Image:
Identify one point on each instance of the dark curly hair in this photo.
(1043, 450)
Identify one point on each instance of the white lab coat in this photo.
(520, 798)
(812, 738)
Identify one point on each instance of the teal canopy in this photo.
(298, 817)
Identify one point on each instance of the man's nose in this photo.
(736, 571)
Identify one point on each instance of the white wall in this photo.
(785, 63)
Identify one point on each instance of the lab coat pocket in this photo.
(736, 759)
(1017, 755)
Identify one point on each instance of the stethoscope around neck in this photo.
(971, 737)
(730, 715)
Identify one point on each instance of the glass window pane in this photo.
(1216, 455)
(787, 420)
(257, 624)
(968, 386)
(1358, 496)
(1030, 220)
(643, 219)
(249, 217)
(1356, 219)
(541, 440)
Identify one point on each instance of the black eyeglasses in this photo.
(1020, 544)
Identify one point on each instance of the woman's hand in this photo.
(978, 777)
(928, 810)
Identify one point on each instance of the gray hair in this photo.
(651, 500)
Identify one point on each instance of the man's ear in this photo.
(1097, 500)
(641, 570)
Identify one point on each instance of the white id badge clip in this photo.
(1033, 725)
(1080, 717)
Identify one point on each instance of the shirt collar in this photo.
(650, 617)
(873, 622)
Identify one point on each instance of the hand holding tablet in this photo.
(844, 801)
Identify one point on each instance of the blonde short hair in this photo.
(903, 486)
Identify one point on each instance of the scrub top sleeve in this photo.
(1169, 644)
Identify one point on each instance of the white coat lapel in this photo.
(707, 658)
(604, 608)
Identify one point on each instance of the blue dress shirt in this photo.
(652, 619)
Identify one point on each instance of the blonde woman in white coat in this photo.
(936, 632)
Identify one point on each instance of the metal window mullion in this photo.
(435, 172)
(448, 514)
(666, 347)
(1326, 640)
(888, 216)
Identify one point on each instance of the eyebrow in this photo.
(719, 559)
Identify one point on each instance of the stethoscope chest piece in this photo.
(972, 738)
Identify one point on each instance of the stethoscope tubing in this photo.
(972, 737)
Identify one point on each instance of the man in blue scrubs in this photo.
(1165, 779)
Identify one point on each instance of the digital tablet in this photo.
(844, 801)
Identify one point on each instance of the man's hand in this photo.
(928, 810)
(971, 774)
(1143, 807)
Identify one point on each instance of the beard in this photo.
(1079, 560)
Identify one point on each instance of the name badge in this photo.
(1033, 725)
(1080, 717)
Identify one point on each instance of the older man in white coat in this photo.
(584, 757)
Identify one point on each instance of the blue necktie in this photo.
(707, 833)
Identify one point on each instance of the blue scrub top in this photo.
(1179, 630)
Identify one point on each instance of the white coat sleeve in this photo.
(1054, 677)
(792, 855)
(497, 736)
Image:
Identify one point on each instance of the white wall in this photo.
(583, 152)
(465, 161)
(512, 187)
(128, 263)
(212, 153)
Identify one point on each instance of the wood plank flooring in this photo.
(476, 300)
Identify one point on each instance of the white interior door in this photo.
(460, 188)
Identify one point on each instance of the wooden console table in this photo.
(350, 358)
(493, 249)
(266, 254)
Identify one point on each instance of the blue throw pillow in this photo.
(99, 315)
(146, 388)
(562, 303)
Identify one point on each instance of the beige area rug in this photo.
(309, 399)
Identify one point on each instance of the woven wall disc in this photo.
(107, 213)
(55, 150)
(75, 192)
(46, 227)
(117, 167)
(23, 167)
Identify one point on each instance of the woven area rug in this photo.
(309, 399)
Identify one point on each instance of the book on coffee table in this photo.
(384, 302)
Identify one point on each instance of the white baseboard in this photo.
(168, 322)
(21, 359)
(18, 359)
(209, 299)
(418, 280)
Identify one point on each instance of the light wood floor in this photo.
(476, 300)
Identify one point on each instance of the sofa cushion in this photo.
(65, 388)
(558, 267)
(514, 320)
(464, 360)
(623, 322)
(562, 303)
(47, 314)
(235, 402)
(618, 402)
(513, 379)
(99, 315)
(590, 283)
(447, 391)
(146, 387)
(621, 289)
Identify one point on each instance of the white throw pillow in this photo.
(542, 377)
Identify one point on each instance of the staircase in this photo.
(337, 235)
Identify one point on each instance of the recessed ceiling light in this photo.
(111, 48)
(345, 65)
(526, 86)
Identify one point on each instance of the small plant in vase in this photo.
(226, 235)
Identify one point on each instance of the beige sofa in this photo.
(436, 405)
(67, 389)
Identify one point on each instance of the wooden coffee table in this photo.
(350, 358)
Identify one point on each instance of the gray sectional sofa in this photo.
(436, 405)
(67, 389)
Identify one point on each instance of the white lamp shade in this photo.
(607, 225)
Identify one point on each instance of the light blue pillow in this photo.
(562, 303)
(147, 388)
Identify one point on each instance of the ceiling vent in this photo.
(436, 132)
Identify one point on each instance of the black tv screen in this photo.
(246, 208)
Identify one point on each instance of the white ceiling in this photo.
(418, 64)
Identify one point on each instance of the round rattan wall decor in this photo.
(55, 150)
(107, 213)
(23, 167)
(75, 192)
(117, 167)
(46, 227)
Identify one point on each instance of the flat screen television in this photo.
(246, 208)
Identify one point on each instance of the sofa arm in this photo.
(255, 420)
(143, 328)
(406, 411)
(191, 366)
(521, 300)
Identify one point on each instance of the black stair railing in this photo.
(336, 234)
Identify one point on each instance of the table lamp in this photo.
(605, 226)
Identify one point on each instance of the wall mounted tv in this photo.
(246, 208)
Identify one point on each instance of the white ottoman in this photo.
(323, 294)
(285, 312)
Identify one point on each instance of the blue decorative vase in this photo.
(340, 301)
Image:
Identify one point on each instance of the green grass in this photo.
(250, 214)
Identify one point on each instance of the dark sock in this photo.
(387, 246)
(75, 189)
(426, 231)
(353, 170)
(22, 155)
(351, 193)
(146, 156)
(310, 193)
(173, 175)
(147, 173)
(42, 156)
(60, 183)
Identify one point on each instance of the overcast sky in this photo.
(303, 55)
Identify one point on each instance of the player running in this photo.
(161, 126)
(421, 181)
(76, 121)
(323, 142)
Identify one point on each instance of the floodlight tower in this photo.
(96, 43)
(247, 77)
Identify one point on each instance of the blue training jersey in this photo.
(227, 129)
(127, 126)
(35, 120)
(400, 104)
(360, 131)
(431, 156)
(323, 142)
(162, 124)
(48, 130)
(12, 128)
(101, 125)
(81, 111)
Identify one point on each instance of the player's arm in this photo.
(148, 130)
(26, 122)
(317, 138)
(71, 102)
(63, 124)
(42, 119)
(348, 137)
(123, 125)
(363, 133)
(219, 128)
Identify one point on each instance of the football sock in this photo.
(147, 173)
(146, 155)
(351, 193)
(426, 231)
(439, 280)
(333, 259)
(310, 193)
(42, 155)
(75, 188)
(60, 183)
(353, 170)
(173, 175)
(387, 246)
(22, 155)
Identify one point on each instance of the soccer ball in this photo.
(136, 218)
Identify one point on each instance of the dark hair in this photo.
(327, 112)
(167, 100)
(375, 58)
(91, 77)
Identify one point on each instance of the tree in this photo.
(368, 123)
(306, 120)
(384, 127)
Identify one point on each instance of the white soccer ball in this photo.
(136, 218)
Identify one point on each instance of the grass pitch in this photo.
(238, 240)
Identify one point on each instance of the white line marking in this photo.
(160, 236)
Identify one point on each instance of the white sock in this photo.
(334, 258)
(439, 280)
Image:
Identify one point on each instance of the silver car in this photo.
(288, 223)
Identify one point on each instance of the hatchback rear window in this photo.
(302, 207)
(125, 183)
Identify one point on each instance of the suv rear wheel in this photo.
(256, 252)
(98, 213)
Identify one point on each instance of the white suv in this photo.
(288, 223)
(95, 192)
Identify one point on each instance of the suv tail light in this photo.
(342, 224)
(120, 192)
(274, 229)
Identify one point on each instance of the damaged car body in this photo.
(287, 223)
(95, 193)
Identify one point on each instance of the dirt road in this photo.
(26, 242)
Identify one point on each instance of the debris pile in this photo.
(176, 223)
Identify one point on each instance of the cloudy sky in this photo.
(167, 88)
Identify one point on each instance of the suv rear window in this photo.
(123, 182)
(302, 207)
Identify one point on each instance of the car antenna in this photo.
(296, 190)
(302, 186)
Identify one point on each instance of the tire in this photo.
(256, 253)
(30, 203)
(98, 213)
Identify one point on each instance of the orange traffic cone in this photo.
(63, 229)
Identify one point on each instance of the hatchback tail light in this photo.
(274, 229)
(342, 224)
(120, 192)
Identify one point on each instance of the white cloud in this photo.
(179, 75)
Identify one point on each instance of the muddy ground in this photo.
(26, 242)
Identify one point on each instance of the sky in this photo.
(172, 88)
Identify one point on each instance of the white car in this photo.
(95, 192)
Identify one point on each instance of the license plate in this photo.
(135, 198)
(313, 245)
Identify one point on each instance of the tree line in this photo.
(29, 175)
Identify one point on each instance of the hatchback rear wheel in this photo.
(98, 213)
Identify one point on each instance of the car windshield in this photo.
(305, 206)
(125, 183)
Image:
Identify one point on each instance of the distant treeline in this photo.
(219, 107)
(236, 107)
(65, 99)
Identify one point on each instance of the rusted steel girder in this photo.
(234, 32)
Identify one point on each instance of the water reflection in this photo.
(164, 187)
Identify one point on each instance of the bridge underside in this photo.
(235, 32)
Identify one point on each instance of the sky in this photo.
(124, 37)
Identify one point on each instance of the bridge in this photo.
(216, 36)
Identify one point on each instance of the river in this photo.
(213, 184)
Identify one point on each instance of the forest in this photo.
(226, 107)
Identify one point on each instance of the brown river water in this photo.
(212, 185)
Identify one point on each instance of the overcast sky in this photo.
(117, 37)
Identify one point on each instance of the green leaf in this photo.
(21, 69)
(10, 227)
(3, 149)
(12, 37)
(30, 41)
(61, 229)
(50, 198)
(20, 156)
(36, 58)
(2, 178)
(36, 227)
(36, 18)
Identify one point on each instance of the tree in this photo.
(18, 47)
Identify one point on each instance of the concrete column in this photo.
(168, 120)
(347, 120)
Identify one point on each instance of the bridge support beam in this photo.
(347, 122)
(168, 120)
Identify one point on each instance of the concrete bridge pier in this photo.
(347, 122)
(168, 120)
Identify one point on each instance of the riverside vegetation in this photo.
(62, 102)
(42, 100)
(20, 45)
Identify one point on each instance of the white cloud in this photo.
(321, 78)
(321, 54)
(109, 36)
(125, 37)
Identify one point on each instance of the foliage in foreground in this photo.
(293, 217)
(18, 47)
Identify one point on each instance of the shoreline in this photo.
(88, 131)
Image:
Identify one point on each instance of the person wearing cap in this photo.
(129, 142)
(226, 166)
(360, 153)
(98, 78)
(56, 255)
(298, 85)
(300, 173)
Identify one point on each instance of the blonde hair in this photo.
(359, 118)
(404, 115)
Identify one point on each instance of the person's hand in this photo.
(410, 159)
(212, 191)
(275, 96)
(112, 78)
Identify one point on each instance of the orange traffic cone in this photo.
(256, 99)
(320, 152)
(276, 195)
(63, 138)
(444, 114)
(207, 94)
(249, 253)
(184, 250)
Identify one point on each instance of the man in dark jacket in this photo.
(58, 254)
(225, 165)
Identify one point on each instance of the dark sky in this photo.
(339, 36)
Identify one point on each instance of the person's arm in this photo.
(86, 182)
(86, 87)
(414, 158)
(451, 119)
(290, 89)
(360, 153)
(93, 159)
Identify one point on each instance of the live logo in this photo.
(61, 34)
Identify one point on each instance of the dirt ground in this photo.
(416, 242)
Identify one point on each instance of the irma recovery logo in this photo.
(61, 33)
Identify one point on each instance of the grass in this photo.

***

Short task | Copy the entries above from the first line through the line containing "(1020, 544)", inclusive, shifting every answer coordinate by adding 42 to it and keeping the requests unchanged.

Solved exercise |
Image:
Identify one point on each instance of the dark curly hair in this photo.
(1085, 492)
Identify one point on each instance of the white lab coat in this photo.
(562, 840)
(854, 780)
Identify one point on each instance of the teal canopy in this photo.
(340, 859)
Identify one point on each instance of the man's nose in this photo.
(778, 613)
Identify one point on each instance of the white wall in this photo.
(827, 105)
Identify one point on each instance of the lab coat pocket in this photo.
(778, 801)
(1059, 797)
Identify one point on each instance of the stethoscope around neck in this photo.
(1013, 779)
(772, 757)
Identify one point on each instance of the glass window pane in this photo.
(1258, 497)
(829, 462)
(299, 666)
(1010, 428)
(1400, 538)
(1072, 262)
(685, 261)
(291, 259)
(1398, 261)
(583, 482)
Identify one point on each instance of the black eyeglasses in this photo.
(1062, 586)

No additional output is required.